Selection:
____________________
Slides from FYS-KJM4411/9411 Variational Monte Carlo methods

Spring 2015

Quantum Monte Carlo Motivation

Given a hamiltonian $H$ and a trial wave function $\Psi_T$, the variational principle states that the expectation value of $\langle H \rangle$, defined through

$$ E[H]= \langle H \rangle = \frac{\int d\boldsymbol{R}\Psi^{\ast}_T(\boldsymbol{R})H(\boldsymbol{R})\Psi_T(\boldsymbol{R})} {\int d\boldsymbol{R}\Psi^{\ast}_T(\boldsymbol{R})\Psi_T(\boldsymbol{R})}, $$

is an upper bound to the ground state energy $E_0$ of the hamiltonian $H$, that is

$$ E_0 \le \langle H \rangle . $$

In general, the integrals involved in the calculation of various expectation values are multi-dimensional ones. Traditional integration methods such as the Gauss-Legendre will not be adequate for say the computation of the energy of a many-body system.

Quantum Monte Carlo Motivation

The trial wave function can be expanded in the eigenstates of the hamiltonian since they form a complete set, viz.,

$$ \Psi_T(\boldsymbol{R})=\sum_i a_i\Psi_i(\boldsymbol{R}), $$

and assuming the set of eigenfunctions to be normalized one obtains

$$ \frac{\sum_{nm}a^*_ma_n \int d\boldsymbol{R}\Psi^{\ast}_m(\boldsymbol{R})H(\boldsymbol{R})\Psi_n(\boldsymbol{R})} {\sum_{nm}a^*_ma_n \int d\boldsymbol{R}\Psi^{\ast}_m(\boldsymbol{R})\Psi_n(\boldsymbol{R})} =\frac{\sum_{n}a^2_n E_n} {\sum_{n}a^2_n} \ge E_0, $$

where we used that $H(\boldsymbol{R})\Psi_n(\boldsymbol{R})=E_n\Psi_n(\boldsymbol{R})$. In general, the integrals involved in the calculation of various expectation values are multi-dimensional ones. The variational principle yields the lowest state of a given symmetry.
____________________
Requirement A:
Answer these questions from the variational Monte Carlo slides:
(i) Which traditional integration method do the slides say will not be adequate for computing the energy of a many-body system?
(ii) According to the slides, why can the trial wave function be expanded in the eigenstates of the hamiltonian?
(iii) What does the variational principle yield?
Requirement B: Write what comes next in the variational Monte Carlo slides, picking up after their final sentence.

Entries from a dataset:
____________________
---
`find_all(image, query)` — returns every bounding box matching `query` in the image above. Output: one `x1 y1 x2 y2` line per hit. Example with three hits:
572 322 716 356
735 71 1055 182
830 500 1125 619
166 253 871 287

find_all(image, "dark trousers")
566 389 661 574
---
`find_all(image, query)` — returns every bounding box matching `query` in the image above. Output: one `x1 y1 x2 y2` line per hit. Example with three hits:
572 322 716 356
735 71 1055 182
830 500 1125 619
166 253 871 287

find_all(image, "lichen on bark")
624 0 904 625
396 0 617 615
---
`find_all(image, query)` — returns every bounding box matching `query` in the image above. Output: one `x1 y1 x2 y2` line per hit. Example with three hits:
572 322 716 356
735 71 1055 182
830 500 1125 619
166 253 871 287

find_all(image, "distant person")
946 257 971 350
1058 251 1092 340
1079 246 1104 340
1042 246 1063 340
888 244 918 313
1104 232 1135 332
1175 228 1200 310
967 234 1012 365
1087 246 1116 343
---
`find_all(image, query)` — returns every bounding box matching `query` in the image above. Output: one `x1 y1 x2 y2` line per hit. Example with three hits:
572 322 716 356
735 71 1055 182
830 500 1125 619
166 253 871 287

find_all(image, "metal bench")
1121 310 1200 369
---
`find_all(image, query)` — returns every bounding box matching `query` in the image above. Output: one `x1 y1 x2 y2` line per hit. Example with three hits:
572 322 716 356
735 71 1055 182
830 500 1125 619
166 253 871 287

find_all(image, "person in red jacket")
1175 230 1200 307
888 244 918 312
____________________
Right answer A:
(i) Gauss-Legendre.
(ii) Because the eigenstates form a complete set.
(iii) The lowest state of a given symmetry.

Right answer B:
Quantum Monte Carlo Motivation

In most cases, a wave function has only small values in large parts of configuration space, and a straightforward procedure which uses homogenously distributed random points in configuration space will most likely lead to poor results. This may suggest that some kind of importance sampling combined with e.g., the Metropolis algorithm may be a more efficient way of obtaining the ground state energy. The hope is then that those regions of configurations space where the wave function assumes appreciable values are sampled more efficiently.

Quantum Monte Carlo Motivation

The tedious part in a VMC calculation is the search for the variational minimum. A good knowledge of the system is required in order to carry out reasonable VMC calculations. This is not always the case, and often VMC calculations serve rather as the starting point for so-called diffusion Monte Carlo calculations (DMC). DMC is a way of solving exactly the many-body Schroedinger equation by means of a stochastic procedure. A good guess on the binding energy and its wave function is however necessary. A carefully performed VMC calculation can aid in this context.

Quantum Monte Carlo Motivation

• Construct first a trial wave function $\psi_T(\boldsymbol{R},\boldsymbol{\alpha})$, for a many-body system consisting of $N$ particles located at positions

$\boldsymbol{R}=(\boldsymbol{R}_1,\dots ,\boldsymbol{R}_N)$. The trial wave function depends on $\alpha$ variational parameters $\boldsymbol{\alpha}=(\alpha_1,\dots ,\alpha_M)$.

• Then we evaluate the expectation value of the hamiltonian $H$

$$ E[H]=\langle H \rangle = \frac{\int d\boldsymbol{R}\Psi^{\ast}_{T}(\boldsymbol{R},\boldsymbol{\alpha})H(\boldsymbol{R})\Psi_{T}(\boldsymbol{R},\boldsymbol{\alpha})} {\int d\boldsymbol{R}\Psi^{\ast}_{T}(\boldsymbol{R},\boldsymbol{\alpha})\Psi_{T}(\boldsymbol{R},\boldsymbol{\alpha})}. $$

• Thereafter we vary $\alpha$ according to some minimization algorithm and return to the first step.

Quantum Monte Carlo Motivation

Basic steps.

Choose a trial wave function $\psi_T(\boldsymbol{R})$.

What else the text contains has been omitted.